- **What you should do**:
Lines in the listing below that include the word "every" need to be copied.

- **Data extract**:
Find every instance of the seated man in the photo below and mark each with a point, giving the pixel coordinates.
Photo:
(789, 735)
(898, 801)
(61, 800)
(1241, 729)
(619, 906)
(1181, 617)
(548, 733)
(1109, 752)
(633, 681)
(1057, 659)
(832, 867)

==

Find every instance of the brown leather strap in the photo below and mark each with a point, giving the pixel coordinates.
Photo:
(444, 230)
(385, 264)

- **Answer section**:
Find every instance of the seated man in the photo below and mark each with a point, giving the pixel coordinates.
Find every instance of the brown leather strap in the photo below and mark each with a point, giving the pixel coordinates.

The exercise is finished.